◆ Page extract:
━━━

ASTM E8 | ASTM E8M Standard Test Method for Tensile Testing of Metallic Materials
The ASTM E8 / ASTM E8M standard describes uniaxial tensile testing of metals at room temperature and the determination of characteristic values including yield strength, yield point, yield point elongation, tensile strength, strain at break and reduction of area.
The values can be used to make predictions about the strength and toughness of the material.
ASTM E8 vs. ASTM E8M Specimens & dimensions Video / running a test Test speeds & control methods Strain rate control Testing systems Other related standards FAQ's
Differences between ASTM E8 and ASTM E8M
Strictly speaking, this ASTM standard includes two standards, and therefore ASTM E8 must be differentiated from ASTM E8M. While ASTM E8 refers to inch and pound units of measurement, ASTM E8M uses SI units. This leads to the fact that characteristic values determined with one system of units are not exactly equal to those determined with the other system of units. In practice however, this usually does not present a problem, because there is no change between the units when determining and comparing characteristic values.
Within this context, it is however important to note that the initial gauge length for the determination of strain in ASTM E8 refers to 4D, or four times the diameter of the round specimens, while in ASTM E8M it refers to 5D, or five times the diameter of the round specimens. A mix-up or failure to observe this difference can lead to characteristic values that are no longer comparable.
ASTM E8 and ASTM E8M go into detail about the testing machine and the type of specimen grips and provide guidance on the proper use of specimen grips.
ASTM E8 specimens and dimensions
Important information is provided for specimen preparation, to ensure that the machining process and the subsequent specimen preparation do not influence the material, since this could in turn affect the results of the tensile test.
There can be a wide range of shapes for tensile specimens. ASTM E8/ASTM E8M lists standard flat specimens for sheet metals and thin sheet metals, for tubular products, for special specimen grips, and standard round specimens for other metal products, and specifies the corresponding initial gauge lengths to which all strain values refer. With a few exceptions, all dimensions that are needed for specimen preparation are specified, or else minimum dimensions are indicated.

━━━

◆ Extracted entries:
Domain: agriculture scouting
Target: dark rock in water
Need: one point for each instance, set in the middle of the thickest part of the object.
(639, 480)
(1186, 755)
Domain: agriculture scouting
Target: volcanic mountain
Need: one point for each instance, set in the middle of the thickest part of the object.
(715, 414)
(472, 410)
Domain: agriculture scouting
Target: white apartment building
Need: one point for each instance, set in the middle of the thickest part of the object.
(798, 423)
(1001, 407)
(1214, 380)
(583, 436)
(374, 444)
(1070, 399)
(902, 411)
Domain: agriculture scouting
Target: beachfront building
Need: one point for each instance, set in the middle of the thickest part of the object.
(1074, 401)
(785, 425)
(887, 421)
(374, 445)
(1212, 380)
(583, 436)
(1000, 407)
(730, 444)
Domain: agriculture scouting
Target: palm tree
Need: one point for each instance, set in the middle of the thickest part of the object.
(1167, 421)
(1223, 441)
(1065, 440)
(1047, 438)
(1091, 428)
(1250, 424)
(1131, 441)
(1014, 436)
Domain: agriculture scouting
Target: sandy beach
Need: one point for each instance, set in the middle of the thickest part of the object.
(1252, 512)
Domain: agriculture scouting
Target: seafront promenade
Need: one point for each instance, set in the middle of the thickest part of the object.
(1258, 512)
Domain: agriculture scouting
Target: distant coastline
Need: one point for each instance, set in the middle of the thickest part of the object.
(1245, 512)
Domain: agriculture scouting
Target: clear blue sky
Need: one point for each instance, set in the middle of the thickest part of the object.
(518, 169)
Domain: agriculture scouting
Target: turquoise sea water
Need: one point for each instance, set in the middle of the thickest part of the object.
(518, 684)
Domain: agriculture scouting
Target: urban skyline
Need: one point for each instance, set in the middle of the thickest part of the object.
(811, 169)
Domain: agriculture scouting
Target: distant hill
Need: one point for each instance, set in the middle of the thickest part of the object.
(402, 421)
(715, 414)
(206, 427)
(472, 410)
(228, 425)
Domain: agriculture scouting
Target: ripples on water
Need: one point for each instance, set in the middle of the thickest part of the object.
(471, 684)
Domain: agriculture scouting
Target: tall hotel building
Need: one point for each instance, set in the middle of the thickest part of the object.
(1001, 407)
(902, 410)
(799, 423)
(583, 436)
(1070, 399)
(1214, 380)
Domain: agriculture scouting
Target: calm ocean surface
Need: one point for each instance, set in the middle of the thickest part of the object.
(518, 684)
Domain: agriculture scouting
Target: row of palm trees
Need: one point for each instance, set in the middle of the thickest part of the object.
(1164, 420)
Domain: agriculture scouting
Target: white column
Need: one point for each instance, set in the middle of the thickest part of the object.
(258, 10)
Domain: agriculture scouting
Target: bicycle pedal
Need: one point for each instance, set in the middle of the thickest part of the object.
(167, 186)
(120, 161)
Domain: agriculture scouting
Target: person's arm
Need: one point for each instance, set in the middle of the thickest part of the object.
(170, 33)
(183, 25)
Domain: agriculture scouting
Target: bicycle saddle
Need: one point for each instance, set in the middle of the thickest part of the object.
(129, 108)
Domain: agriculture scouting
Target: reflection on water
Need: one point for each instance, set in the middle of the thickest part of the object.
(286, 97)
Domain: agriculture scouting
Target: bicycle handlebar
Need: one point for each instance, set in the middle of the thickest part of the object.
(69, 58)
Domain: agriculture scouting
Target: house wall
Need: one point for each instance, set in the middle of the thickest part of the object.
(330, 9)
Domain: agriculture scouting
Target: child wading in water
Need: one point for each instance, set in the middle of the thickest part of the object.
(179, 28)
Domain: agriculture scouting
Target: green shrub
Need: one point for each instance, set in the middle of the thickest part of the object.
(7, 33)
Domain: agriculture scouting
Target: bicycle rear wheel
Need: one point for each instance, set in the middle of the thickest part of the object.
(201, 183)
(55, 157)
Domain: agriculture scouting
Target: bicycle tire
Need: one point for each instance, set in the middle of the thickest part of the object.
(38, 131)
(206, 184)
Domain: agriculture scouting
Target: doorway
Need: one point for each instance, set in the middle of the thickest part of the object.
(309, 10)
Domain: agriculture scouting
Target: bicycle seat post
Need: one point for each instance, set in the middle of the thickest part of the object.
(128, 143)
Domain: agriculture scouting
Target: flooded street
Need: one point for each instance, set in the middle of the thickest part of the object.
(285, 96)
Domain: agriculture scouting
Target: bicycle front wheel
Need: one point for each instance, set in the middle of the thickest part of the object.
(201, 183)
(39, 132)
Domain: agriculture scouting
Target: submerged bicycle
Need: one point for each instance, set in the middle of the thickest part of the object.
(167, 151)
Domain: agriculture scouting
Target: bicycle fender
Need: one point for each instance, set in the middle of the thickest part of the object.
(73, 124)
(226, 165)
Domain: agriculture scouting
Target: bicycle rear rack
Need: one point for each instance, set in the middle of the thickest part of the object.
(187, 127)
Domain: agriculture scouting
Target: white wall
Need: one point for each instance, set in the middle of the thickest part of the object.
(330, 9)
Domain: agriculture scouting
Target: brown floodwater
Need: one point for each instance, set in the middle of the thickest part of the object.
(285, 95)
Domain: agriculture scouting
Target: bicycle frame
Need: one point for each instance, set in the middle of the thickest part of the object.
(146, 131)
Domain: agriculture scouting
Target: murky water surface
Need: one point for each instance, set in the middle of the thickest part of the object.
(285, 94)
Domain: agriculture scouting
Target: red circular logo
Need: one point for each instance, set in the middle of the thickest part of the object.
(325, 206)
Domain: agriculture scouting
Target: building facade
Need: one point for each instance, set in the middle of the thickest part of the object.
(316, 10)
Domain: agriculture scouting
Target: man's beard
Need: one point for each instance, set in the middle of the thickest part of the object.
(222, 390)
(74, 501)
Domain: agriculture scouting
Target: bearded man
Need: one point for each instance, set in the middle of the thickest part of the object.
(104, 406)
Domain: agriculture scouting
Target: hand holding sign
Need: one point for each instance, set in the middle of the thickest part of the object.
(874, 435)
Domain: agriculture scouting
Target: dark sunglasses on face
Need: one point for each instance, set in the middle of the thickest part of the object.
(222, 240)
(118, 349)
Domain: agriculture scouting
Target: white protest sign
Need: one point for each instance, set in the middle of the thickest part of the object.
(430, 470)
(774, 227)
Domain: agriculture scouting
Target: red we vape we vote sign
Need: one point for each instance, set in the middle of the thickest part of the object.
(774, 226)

━━━

◆ Requirement: Set down the entire ASTM E8 page word for word, from its title line to its last sentence. The records stand apart from the ASTM E8 page and are separate material.

◆ Worked answer:
ASTM E8 | ASTM E8M Standard Test Method for Tensile Testing of Metallic Materials
The ASTM E8 / ASTM E8M standard describes uniaxial tensile testing of metals at room temperature and the determination of characteristic values including yield strength, yield point, yield point elongation, tensile strength, strain at break and reduction of area.
The values can be used to make predictions about the strength and toughness of the material.
ASTM E8 vs. ASTM E8M Specimens & dimensions Video / running a test Test speeds & control methods Strain rate control Testing systems Other related standards FAQ's
Differences between ASTM E8 and ASTM E8M
Strictly speaking, this ASTM standard includes two standards, and therefore ASTM E8 must be differentiated from ASTM E8M. While ASTM E8 refers to inch and pound units of measurement, ASTM E8M uses SI units. This leads to the fact that characteristic values determined with one system of units are not exactly equal to those determined with the other system of units. In practice however, this usually does not present a problem, because there is no change between the units when determining and comparing characteristic values.
Within this context, it is however important to note that the initial gauge length for the determination of strain in ASTM E8 refers to 4D, or four times the diameter of the round specimens, while in ASTM E8M it refers to 5D, or five times the diameter of the round specimens. A mix-up or failure to observe this difference can lead to characteristic values that are no longer comparable.
ASTM E8 and ASTM E8M go into detail about the testing machine and the type of specimen grips and provide guidance on the proper use of specimen grips.
ASTM E8 specimens and dimensions
Important information is provided for specimen preparation, to ensure that the machining process and the subsequent specimen preparation do not influence the material, since this could in turn affect the results of the tensile test.
There can be a wide range of shapes for tensile specimens. ASTM E8/ASTM E8M lists standard flat specimens for sheet metals and thin sheet metals, for tubular products, for special specimen grips, and standard round specimens for other metal products, and specifies the corresponding initial gauge lengths to which all strain values refer. With a few exceptions, all dimensions that are needed for specimen preparation are specified, or else minimum dimensions are indicated.